** Start of Provided records **

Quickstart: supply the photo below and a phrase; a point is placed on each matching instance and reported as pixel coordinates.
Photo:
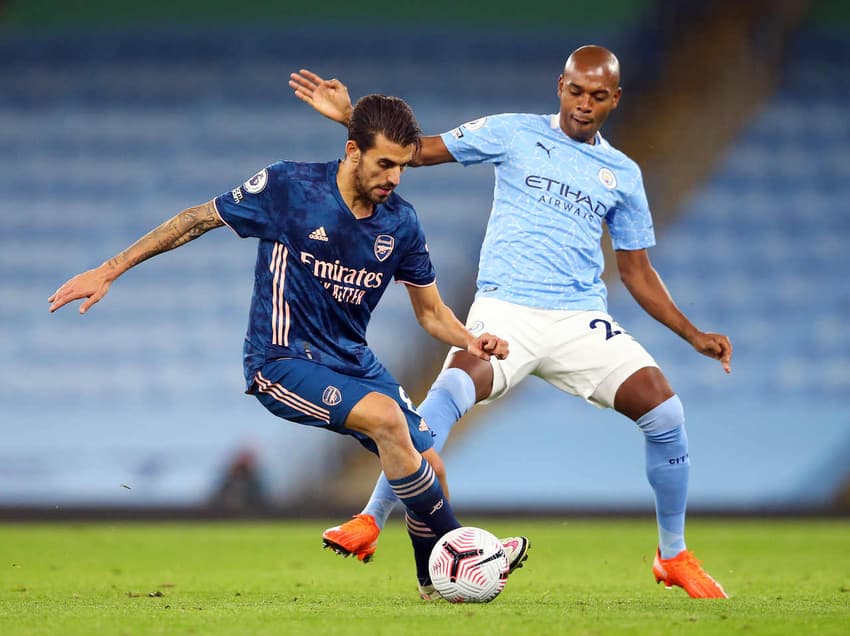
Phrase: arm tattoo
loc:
(182, 228)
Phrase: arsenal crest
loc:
(384, 246)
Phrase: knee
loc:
(665, 422)
(380, 418)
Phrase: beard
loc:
(366, 193)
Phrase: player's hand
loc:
(329, 97)
(714, 345)
(91, 285)
(487, 345)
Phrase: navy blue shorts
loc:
(308, 393)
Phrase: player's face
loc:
(587, 98)
(379, 169)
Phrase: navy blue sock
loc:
(450, 397)
(422, 494)
(423, 540)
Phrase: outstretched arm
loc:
(331, 99)
(647, 288)
(439, 320)
(94, 283)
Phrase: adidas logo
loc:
(319, 234)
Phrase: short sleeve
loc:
(248, 209)
(416, 267)
(483, 140)
(630, 222)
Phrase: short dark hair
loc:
(390, 116)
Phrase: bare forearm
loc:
(652, 295)
(176, 231)
(443, 325)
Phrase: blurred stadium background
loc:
(115, 116)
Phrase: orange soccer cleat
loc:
(358, 537)
(685, 571)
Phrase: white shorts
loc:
(584, 353)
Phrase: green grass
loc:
(582, 577)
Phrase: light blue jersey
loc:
(542, 246)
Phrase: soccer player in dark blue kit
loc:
(331, 235)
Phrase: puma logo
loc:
(548, 150)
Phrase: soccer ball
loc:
(468, 565)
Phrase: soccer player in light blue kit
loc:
(331, 236)
(539, 285)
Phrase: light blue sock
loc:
(450, 397)
(668, 468)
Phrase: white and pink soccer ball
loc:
(469, 565)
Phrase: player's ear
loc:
(352, 151)
(616, 98)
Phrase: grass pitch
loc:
(582, 577)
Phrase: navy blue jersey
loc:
(320, 271)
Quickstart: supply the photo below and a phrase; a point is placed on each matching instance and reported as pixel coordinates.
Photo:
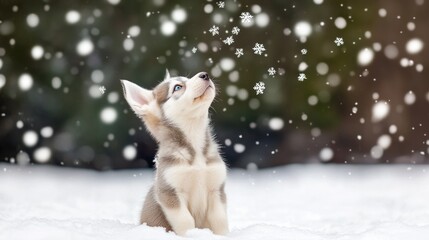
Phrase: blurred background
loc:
(345, 81)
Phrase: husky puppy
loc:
(188, 191)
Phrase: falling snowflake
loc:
(259, 88)
(239, 52)
(221, 4)
(259, 48)
(271, 71)
(235, 30)
(339, 41)
(302, 77)
(246, 17)
(102, 89)
(229, 40)
(214, 30)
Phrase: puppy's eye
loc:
(177, 88)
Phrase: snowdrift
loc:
(296, 202)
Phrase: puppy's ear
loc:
(167, 74)
(138, 98)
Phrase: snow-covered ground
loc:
(295, 202)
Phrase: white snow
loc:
(37, 52)
(129, 152)
(311, 202)
(30, 138)
(179, 15)
(85, 47)
(25, 82)
(168, 28)
(32, 20)
(380, 110)
(108, 115)
(72, 17)
(365, 56)
(303, 30)
(414, 46)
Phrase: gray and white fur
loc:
(189, 187)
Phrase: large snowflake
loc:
(339, 41)
(229, 40)
(102, 89)
(271, 71)
(259, 48)
(246, 17)
(221, 4)
(235, 30)
(239, 52)
(214, 30)
(259, 88)
(302, 77)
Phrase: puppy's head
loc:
(176, 99)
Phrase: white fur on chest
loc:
(195, 182)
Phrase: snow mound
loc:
(296, 202)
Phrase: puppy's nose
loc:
(204, 76)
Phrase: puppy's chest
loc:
(198, 177)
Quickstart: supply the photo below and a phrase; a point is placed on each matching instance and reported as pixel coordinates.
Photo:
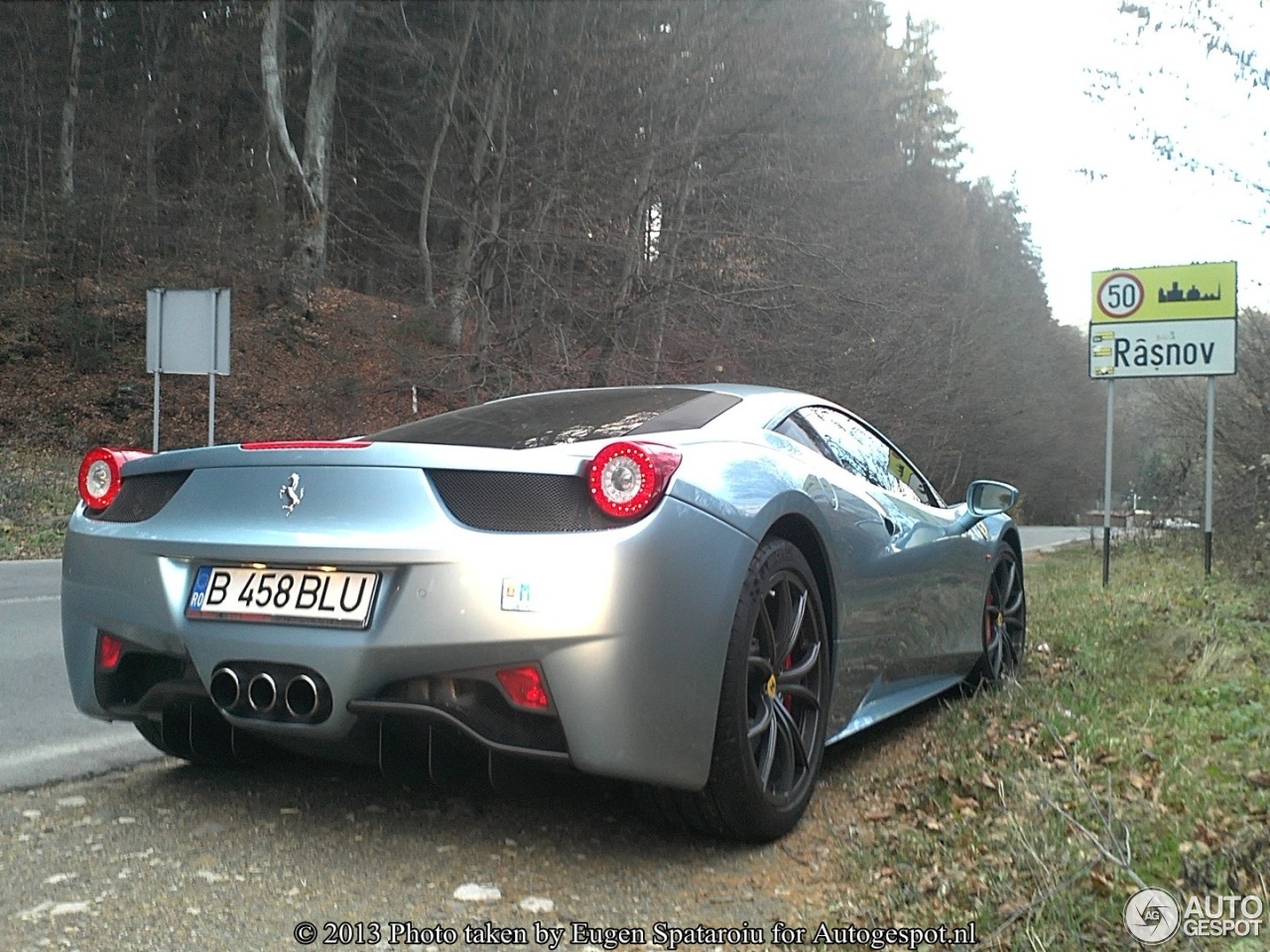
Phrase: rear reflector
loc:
(525, 687)
(109, 649)
(308, 444)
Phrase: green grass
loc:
(37, 495)
(1129, 752)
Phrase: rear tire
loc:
(774, 706)
(1005, 621)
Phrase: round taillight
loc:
(100, 475)
(626, 479)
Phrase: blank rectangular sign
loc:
(189, 331)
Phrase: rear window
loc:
(566, 416)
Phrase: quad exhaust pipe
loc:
(286, 693)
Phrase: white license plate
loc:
(289, 595)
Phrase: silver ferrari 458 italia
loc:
(694, 588)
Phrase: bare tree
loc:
(66, 155)
(329, 30)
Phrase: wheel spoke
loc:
(793, 737)
(767, 758)
(801, 692)
(794, 625)
(763, 721)
(797, 674)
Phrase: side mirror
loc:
(987, 498)
(983, 498)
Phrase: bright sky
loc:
(1020, 76)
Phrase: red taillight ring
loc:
(627, 479)
(102, 475)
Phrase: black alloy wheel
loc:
(774, 703)
(1005, 620)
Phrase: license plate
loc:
(285, 595)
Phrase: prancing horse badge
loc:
(291, 493)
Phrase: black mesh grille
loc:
(141, 497)
(520, 502)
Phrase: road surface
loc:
(42, 737)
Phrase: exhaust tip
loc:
(302, 696)
(262, 693)
(225, 688)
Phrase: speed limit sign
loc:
(1120, 295)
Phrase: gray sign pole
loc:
(211, 373)
(1106, 488)
(158, 330)
(1207, 477)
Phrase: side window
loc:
(862, 452)
(801, 431)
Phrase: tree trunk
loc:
(435, 159)
(330, 24)
(66, 155)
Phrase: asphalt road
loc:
(44, 738)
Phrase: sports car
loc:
(693, 588)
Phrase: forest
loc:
(426, 204)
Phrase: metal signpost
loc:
(189, 331)
(1173, 321)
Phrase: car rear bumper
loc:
(629, 627)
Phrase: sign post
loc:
(189, 331)
(1171, 321)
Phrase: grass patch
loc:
(1130, 752)
(37, 494)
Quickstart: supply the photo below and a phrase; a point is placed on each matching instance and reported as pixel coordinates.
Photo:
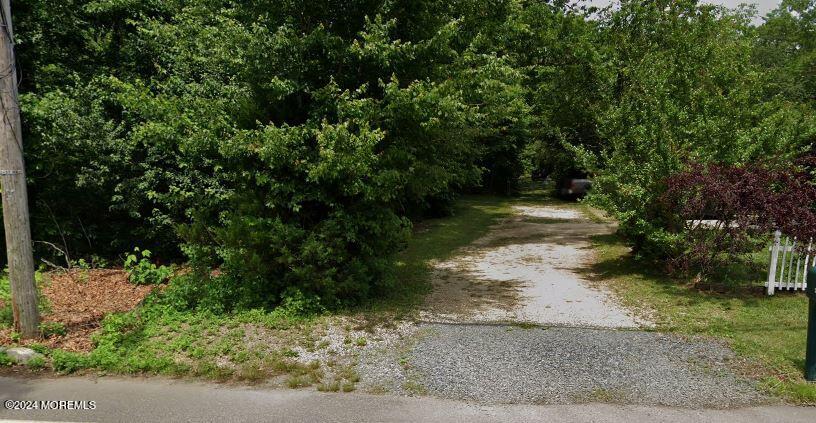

** End of Provided records **

Retype all of the lines above exactly, leaving the pictures out of your answer.

Quickstart: supply the photo below and a phrase; a point is placed on each matching instance and reported as pixel coordinates.
Photo:
Phrase: arm tattoo
loc:
(182, 228)
Phrase: arsenal crest
loc:
(384, 246)
Phrase: knee
loc:
(665, 422)
(380, 418)
Phrase: beard
loc:
(366, 193)
Phrase: player's hand
loc:
(329, 97)
(714, 345)
(91, 285)
(487, 345)
Phrase: navy blue shorts
loc:
(308, 393)
Phrase: player's face
loc:
(587, 98)
(379, 169)
Phrase: navy blue sock
loc:
(450, 397)
(422, 494)
(423, 540)
Phrase: outstretched arm
loc:
(331, 99)
(647, 288)
(439, 320)
(94, 283)
Phrase: adidas logo
loc:
(319, 234)
Phrase: short sleeve
loc:
(248, 209)
(416, 267)
(483, 140)
(630, 222)
Phrase: short dark hair
loc:
(390, 116)
Phrase: bare forearm
loc:
(652, 295)
(176, 231)
(443, 325)
Phrase: blurred stadium background
loc:
(115, 116)
Phrase: orange soccer cleat
loc:
(358, 537)
(685, 571)
Phrase: white shorts
loc:
(584, 353)
Phrase: green grass
loc:
(582, 577)
Phrase: light blue jersey
loc:
(542, 246)
Phrase: soccer player in dark blue kit
loc:
(331, 235)
Phrase: puma logo
loc:
(548, 150)
Phrase: soccer ball
loc:
(468, 565)
Phrase: soccer player in light blue kit
loc:
(331, 236)
(539, 285)
Phrase: light blue sock
loc:
(450, 397)
(668, 468)
Phrase: white and pink soccer ball
loc:
(469, 565)
Phrase: player's ear
loc:
(352, 151)
(616, 98)
Phrase: grass pitch
loc:
(582, 577)
Phrase: navy blue jersey
loc:
(320, 271)
Quickstart: supply the photo below and a phrase; a point is placed on each matching instance and reported as pixel coordinates.
Photo:
Phrase: blurred background
loc:
(345, 81)
Phrase: husky puppy
loc:
(188, 191)
Phrase: falling snowflake
loc:
(259, 88)
(239, 52)
(221, 4)
(259, 48)
(271, 71)
(235, 30)
(339, 41)
(302, 77)
(246, 17)
(102, 89)
(229, 40)
(214, 30)
Phrase: puppy's eye
loc:
(177, 88)
Phrase: snowdrift
loc:
(296, 202)
Phrase: puppy's ear
loc:
(167, 74)
(138, 98)
Phrase: snow-covered ground
loc:
(295, 202)
Phrase: white snow
loc:
(37, 52)
(129, 152)
(311, 202)
(30, 138)
(179, 15)
(85, 47)
(25, 82)
(168, 28)
(32, 20)
(380, 110)
(108, 115)
(72, 17)
(365, 56)
(303, 30)
(414, 46)
Phrase: gray and white fur
loc:
(189, 187)
Phrase: large snowflake
loc:
(339, 41)
(229, 40)
(102, 89)
(271, 71)
(259, 48)
(246, 17)
(221, 4)
(235, 30)
(239, 52)
(214, 30)
(259, 88)
(302, 77)
Phrase: puppy's head
loc:
(176, 99)
Phrase: white fur on chest
loc:
(195, 182)
Phrase: snow mound
loc:
(296, 202)
Phrase: puppy's nose
loc:
(204, 76)
Phrase: puppy's chest
loc:
(198, 177)
Quickstart: supply the photo below and a phrase; a point is placed on each matching instance and reported as pixel coordinates.
Photo:
Phrase: rear reflector
loc:
(525, 687)
(109, 649)
(308, 444)
Phrase: green grass
loc:
(37, 495)
(1129, 752)
Phrase: rear tire
loc:
(774, 706)
(1005, 621)
Phrase: round taillight
loc:
(100, 475)
(626, 479)
Phrase: blank rectangular sign
loc:
(189, 331)
Phrase: rear window
loc:
(566, 416)
Phrase: quad exhaust pipe
loc:
(286, 693)
Phrase: white license plate
loc:
(289, 595)
Phrase: silver ferrari 458 italia
loc:
(694, 588)
Phrase: bare tree
loc:
(66, 155)
(329, 30)
Phrase: wheel spoke
loc:
(793, 737)
(767, 758)
(801, 692)
(794, 625)
(763, 721)
(797, 674)
Phrase: side mirror
loc:
(987, 498)
(983, 498)
Phrase: bright sky
loc:
(1020, 76)
Phrase: red taillight ring
loc:
(627, 479)
(102, 475)
Phrase: black alloy wheel
loc:
(774, 703)
(1005, 620)
Phrase: license plate
loc:
(285, 595)
Phrase: prancing horse badge
loc:
(291, 493)
Phrase: black mesh grille
loc:
(141, 497)
(520, 502)
Phrase: road surface
loc:
(42, 737)
Phrase: exhaust tip
loc:
(302, 696)
(262, 693)
(225, 688)
Phrase: speed limit sign
loc:
(1120, 295)
Phrase: gray sign pole
loc:
(211, 373)
(1106, 488)
(158, 330)
(1207, 477)
Phrase: side window
loc:
(862, 452)
(801, 431)
Phrase: tree trunk
loc:
(435, 159)
(330, 24)
(66, 155)
Phrase: asphalt road
loc:
(44, 738)
Phrase: sports car
loc:
(693, 588)
Phrase: forest
loc:
(426, 204)
Phrase: metal signpost
loc:
(189, 331)
(1173, 321)
Phrase: car rear bumper
loc:
(629, 627)
Phrase: sign post
loc:
(189, 331)
(1171, 321)
Phrase: grass patch
loc:
(1130, 752)
(37, 494)
Quickstart: supply the photo below and a phrase; a point is placed on each matching instance and reported as pixel coordinates.
Photo:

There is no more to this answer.